EXERCISE BRIEF:
Your answer must be an exact copy of the data, without any pictures.

PROVIDED DATA:
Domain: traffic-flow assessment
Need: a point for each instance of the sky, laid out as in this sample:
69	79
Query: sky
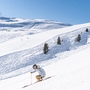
67	11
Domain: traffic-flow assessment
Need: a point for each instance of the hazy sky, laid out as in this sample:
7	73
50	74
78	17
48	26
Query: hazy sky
68	11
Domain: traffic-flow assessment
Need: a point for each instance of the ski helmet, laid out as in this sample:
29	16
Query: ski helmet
34	66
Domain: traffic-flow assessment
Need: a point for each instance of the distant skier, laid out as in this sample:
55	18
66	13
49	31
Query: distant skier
41	72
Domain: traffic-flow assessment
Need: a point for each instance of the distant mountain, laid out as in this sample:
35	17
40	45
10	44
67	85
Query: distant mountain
6	22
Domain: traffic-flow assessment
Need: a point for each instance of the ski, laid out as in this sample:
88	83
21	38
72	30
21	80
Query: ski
37	82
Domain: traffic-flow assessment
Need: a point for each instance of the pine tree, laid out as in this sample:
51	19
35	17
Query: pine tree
79	38
86	29
45	49
58	41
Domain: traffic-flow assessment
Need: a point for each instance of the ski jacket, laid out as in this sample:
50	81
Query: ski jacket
40	71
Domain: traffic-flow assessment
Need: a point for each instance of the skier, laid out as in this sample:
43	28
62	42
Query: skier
41	72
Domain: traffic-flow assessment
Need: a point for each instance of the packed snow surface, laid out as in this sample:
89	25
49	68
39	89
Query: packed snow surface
22	46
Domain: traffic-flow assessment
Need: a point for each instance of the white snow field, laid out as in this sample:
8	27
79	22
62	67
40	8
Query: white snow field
22	46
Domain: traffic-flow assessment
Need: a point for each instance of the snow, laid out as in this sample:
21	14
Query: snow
68	63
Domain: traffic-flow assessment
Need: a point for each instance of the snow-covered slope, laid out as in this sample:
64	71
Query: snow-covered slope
68	63
71	73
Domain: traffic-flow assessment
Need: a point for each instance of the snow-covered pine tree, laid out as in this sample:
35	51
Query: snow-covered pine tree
45	49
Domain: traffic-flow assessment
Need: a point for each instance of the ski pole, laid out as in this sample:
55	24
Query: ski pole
31	76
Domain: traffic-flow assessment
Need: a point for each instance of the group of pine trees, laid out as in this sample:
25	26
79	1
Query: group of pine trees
46	48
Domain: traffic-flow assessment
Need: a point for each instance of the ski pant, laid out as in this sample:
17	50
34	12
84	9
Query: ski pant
39	78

EXERCISE ANSWER:
Domain: traffic-flow assessment
Need: a point for each instance of the sky, laid out as in this sample:
69	79
Query: sky
67	11
Domain: traffic-flow assessment
Need: a point for each instance of the hazy sky, laid out as in this sample:
7	73
50	74
78	17
48	26
Query: hazy sky
68	11
Domain: traffic-flow assessment
Need: a point for each instance of the ski helmet, laid out as in this sample:
29	16
Query: ski helmet
34	66
Domain: traffic-flow assessment
Need: a point for each instance of the distant skier, laid out as in this sample:
55	18
66	13
49	31
Query: distant skier
41	72
Domain: traffic-flow assessment
Need: a point for each instance of the distant mountain, laid out as in this sample:
35	17
40	45
10	44
67	85
Query: distant mountain
6	22
Domain: traffic-flow assessment
Need: a point for each instance of the ski, laid out as in this sample:
88	83
21	38
72	30
21	80
Query: ski
37	82
Domain: traffic-flow assessment
Need: a point for each instance of the pine tree, laid out as in this sample:
51	19
35	17
Query: pine tree
79	38
86	29
45	49
58	41
Domain: traffic-flow assessment
Need: a point for each instance of the ski jacket, laid out as in this sample:
50	81
Query: ski jacket
40	71
Domain: traffic-flow assessment
Need: a point for each instance of the skier, laid out as in this sample:
43	28
62	42
Query: skier
41	72
Domain: traffic-flow assessment
Need: a point for each instance of the packed snow surface, laid out as in this sample:
89	25
49	68
39	89
Query: packed snow surface
22	46
Domain: traffic-flow assessment
Need: a point for each instance of the white snow field, laid out as in this sample:
8	27
79	22
62	67
40	8
Query: white snow field
22	46
Domain: traffic-flow assessment
Need: a point for each instance of the snow, laid out as in this sample:
21	14
Query: snow
68	63
Domain: traffic-flow assessment
Need: a point for each instance of the snow-covered slope, laid out as in this sample:
64	71
Query: snow-covered slope
68	63
71	73
Domain: traffic-flow assessment
Need: a point for each instance of the snow-covered pine tree, laid out as in this sample:
35	51
Query: snow-covered pine tree
45	49
Domain: traffic-flow assessment
Need: a point for each instance of the ski pole, laid out as in this sample:
55	24
Query: ski pole
31	76
Domain: traffic-flow assessment
Need: a point for each instance of the group of pine trees, laid out as in this sample:
25	26
79	1
Query: group of pine trees
46	48
Domain: traffic-flow assessment
Need: a point for each instance of the ski pant, laid out as in this sample:
17	50
34	12
84	9
Query: ski pant
39	78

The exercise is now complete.